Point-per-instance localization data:
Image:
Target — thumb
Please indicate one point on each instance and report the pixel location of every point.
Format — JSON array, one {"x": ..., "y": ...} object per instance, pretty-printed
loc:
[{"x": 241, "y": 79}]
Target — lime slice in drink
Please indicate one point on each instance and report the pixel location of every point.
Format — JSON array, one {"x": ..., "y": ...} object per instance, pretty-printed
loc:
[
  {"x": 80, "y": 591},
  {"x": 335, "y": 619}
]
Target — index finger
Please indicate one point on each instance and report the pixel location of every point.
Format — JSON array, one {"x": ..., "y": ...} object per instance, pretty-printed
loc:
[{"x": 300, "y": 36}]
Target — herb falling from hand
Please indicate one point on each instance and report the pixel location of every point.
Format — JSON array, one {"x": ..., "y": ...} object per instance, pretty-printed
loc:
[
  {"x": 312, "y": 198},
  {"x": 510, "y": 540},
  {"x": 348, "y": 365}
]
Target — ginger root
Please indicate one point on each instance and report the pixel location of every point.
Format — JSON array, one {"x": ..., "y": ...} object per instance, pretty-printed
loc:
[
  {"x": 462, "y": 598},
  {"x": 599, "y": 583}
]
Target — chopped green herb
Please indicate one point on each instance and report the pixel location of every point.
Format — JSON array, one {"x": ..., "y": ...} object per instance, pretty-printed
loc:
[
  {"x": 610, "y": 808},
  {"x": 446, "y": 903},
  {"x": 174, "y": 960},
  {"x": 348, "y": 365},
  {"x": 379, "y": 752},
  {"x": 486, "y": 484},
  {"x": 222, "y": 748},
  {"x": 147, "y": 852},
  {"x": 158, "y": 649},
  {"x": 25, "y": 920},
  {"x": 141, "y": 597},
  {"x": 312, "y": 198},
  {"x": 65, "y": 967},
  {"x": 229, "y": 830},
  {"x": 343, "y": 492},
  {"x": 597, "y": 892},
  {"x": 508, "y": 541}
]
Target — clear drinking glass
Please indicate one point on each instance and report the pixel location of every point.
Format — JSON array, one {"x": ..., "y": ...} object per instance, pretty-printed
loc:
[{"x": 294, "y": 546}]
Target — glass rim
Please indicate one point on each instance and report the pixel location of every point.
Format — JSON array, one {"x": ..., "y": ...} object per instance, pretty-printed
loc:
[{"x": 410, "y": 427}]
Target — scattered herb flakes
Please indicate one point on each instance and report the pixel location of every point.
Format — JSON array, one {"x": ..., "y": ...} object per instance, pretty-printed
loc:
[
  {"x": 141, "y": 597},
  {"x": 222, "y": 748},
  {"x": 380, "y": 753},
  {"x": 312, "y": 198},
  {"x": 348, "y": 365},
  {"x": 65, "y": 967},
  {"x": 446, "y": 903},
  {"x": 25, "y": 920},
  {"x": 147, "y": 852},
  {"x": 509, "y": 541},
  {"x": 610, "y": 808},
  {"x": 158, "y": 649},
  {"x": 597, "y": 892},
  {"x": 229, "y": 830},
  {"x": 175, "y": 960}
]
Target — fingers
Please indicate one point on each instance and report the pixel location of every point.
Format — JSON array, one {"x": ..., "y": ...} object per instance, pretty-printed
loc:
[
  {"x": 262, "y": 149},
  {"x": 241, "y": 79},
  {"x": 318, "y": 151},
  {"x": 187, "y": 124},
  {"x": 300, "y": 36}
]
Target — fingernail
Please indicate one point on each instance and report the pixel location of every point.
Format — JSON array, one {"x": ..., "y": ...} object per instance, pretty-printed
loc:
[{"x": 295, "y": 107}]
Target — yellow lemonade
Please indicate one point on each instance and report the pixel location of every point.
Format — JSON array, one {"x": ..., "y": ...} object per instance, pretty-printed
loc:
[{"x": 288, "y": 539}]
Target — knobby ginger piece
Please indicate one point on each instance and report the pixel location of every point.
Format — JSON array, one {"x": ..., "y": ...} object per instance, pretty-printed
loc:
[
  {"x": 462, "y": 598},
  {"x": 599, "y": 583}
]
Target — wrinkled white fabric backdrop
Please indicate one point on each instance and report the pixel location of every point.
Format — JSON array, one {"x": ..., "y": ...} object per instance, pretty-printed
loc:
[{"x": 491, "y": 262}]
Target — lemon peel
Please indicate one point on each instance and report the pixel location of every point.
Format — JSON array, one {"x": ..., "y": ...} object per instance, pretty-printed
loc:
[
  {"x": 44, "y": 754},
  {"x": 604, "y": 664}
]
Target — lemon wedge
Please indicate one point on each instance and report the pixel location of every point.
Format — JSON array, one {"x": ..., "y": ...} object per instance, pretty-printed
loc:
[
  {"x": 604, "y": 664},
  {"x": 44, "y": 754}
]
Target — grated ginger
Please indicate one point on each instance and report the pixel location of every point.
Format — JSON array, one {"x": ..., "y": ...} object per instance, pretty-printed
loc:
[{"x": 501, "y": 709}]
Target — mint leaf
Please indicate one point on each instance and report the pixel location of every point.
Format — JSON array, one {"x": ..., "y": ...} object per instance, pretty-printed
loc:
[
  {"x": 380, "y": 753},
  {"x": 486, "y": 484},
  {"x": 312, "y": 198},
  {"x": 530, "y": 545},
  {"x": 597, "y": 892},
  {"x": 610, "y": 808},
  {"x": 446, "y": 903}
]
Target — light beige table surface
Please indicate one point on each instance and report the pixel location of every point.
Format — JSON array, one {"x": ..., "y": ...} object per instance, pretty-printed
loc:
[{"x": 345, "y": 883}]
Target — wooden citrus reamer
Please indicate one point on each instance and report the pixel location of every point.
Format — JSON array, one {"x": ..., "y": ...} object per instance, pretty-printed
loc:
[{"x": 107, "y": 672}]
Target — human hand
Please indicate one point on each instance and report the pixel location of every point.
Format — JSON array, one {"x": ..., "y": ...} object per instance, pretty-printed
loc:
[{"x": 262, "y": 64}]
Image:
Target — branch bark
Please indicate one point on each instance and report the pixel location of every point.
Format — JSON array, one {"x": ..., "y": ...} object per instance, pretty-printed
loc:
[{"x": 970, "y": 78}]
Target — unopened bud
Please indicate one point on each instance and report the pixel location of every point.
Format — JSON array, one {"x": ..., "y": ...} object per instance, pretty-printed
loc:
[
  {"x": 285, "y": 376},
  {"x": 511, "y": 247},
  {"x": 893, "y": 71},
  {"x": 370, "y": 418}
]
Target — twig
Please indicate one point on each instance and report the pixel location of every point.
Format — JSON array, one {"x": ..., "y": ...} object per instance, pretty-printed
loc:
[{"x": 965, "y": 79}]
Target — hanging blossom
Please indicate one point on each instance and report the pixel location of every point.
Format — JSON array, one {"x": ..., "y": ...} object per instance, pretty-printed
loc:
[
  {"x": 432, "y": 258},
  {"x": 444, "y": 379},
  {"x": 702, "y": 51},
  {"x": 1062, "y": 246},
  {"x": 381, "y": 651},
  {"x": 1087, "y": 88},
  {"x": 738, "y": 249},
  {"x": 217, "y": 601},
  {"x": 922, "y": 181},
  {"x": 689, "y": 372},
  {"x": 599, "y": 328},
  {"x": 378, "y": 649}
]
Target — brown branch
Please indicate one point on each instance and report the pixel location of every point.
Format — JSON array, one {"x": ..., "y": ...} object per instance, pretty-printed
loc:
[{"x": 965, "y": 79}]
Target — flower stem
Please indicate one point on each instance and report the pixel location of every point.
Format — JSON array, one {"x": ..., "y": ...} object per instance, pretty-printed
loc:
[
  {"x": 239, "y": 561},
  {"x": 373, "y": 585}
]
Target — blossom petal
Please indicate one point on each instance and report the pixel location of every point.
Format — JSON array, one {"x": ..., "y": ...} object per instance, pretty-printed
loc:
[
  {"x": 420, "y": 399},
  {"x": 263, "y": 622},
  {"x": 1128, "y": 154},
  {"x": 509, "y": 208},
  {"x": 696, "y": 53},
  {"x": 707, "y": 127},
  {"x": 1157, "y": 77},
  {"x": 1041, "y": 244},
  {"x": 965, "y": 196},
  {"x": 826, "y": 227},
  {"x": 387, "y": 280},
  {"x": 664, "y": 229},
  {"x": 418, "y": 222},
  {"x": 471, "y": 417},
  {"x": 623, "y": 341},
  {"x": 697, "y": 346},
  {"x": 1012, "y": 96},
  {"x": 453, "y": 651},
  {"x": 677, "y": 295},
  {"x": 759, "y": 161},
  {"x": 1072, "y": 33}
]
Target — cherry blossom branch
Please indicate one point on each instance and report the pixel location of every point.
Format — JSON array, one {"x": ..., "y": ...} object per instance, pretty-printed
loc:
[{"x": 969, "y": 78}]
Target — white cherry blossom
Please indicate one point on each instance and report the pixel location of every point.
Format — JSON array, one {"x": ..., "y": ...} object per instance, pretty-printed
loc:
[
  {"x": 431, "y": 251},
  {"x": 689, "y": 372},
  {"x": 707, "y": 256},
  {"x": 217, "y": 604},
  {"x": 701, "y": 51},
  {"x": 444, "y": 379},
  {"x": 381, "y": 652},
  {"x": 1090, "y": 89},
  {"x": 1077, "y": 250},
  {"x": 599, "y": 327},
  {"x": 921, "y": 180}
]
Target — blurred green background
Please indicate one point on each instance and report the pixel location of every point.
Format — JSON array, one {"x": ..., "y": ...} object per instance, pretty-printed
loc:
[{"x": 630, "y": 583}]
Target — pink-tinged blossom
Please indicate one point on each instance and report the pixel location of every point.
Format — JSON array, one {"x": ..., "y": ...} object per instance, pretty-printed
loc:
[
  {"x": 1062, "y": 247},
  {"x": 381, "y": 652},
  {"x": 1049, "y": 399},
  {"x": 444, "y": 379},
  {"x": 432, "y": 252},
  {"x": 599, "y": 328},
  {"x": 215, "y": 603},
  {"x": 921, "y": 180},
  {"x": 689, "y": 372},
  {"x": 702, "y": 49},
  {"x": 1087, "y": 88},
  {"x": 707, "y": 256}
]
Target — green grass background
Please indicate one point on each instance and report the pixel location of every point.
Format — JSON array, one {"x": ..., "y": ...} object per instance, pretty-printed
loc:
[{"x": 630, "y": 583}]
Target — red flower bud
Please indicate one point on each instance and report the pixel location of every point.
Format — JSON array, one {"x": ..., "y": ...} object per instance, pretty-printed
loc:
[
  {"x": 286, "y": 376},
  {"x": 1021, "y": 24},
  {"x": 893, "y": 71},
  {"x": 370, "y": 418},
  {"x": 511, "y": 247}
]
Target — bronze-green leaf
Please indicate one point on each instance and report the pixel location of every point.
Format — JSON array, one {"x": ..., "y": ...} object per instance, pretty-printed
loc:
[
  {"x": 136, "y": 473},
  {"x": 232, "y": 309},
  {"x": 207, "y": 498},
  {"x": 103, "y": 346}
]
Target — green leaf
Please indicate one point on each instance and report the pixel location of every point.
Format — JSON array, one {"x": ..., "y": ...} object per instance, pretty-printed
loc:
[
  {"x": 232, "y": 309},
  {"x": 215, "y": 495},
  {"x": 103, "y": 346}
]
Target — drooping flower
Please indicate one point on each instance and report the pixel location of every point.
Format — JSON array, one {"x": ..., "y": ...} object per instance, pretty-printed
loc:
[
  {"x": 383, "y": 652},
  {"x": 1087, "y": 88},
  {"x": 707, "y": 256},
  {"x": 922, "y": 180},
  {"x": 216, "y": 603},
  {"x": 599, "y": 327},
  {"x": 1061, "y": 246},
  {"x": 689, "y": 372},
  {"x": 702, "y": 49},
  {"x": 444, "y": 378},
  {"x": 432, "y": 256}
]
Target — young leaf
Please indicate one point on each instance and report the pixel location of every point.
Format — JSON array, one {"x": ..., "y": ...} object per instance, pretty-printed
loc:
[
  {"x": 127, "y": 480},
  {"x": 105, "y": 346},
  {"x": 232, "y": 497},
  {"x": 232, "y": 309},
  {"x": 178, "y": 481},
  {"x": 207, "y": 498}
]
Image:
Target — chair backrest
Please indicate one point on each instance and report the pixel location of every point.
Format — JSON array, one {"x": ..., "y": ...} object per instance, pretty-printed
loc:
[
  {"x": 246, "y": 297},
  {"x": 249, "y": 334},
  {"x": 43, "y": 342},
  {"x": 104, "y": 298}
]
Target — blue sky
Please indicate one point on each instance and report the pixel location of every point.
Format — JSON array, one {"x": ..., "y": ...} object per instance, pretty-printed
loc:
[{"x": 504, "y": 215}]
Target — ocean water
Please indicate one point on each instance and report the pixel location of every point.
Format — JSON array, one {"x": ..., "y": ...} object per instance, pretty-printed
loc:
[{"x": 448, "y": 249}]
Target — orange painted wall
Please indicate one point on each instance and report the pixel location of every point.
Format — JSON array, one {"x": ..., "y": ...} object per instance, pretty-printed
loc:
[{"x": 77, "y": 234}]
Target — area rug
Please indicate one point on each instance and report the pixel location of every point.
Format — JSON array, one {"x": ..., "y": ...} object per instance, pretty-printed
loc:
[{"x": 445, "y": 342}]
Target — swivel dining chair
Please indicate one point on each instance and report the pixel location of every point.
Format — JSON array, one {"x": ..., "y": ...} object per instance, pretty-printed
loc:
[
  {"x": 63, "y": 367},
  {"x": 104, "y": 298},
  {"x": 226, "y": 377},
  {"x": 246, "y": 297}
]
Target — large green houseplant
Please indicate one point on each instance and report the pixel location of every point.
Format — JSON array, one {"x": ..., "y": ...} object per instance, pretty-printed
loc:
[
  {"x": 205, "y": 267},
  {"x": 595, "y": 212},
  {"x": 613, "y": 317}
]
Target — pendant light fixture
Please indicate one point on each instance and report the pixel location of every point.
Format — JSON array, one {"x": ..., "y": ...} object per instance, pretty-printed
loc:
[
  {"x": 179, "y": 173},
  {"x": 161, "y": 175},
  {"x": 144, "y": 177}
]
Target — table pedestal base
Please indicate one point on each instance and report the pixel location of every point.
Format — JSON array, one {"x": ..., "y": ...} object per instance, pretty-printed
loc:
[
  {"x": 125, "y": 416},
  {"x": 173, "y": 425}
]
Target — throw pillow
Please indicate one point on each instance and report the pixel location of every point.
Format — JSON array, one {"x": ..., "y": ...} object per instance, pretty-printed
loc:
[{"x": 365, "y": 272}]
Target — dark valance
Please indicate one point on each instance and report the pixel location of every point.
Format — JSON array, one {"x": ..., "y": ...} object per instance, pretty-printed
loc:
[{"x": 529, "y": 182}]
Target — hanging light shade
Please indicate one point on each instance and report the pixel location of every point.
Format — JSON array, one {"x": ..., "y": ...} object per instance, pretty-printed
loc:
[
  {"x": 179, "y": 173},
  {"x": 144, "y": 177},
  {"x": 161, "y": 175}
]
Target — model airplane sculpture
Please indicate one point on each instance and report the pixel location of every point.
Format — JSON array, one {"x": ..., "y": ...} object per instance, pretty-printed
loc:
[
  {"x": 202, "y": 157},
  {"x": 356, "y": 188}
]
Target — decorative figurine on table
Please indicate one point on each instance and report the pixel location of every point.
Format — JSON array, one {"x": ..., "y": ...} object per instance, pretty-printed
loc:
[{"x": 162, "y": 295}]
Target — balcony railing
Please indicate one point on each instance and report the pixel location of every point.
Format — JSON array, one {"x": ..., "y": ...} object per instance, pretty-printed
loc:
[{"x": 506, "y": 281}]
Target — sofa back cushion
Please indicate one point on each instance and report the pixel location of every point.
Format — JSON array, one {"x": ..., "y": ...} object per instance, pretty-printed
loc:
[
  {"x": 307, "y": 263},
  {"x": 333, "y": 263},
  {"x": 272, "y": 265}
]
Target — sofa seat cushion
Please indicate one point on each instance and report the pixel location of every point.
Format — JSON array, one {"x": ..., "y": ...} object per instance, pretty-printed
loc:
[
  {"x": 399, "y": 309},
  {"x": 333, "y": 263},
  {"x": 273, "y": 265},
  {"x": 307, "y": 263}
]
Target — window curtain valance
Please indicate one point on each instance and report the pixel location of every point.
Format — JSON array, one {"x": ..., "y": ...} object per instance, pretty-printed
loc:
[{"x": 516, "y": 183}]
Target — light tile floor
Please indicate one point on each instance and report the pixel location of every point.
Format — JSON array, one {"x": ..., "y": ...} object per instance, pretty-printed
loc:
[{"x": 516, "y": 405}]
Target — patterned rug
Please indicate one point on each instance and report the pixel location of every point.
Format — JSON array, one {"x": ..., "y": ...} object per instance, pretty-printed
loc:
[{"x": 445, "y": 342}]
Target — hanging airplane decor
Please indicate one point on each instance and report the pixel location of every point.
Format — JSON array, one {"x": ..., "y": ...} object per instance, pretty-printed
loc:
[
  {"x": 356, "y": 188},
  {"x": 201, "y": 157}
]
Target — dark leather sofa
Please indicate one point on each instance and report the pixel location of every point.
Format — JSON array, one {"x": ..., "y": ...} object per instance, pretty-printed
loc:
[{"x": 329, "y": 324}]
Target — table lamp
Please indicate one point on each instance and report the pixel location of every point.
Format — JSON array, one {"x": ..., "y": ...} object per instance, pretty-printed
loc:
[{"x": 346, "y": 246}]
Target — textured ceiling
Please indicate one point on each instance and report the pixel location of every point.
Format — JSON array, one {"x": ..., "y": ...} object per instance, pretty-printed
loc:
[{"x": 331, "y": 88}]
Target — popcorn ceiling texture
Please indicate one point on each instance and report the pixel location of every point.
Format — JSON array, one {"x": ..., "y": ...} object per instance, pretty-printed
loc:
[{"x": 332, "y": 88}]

* [Exercise goal]:
For every line above that includes the word "ginger", return the line.

* [Solution]:
Target — ginger root
Target — knobby ginger piece
Target — grated ginger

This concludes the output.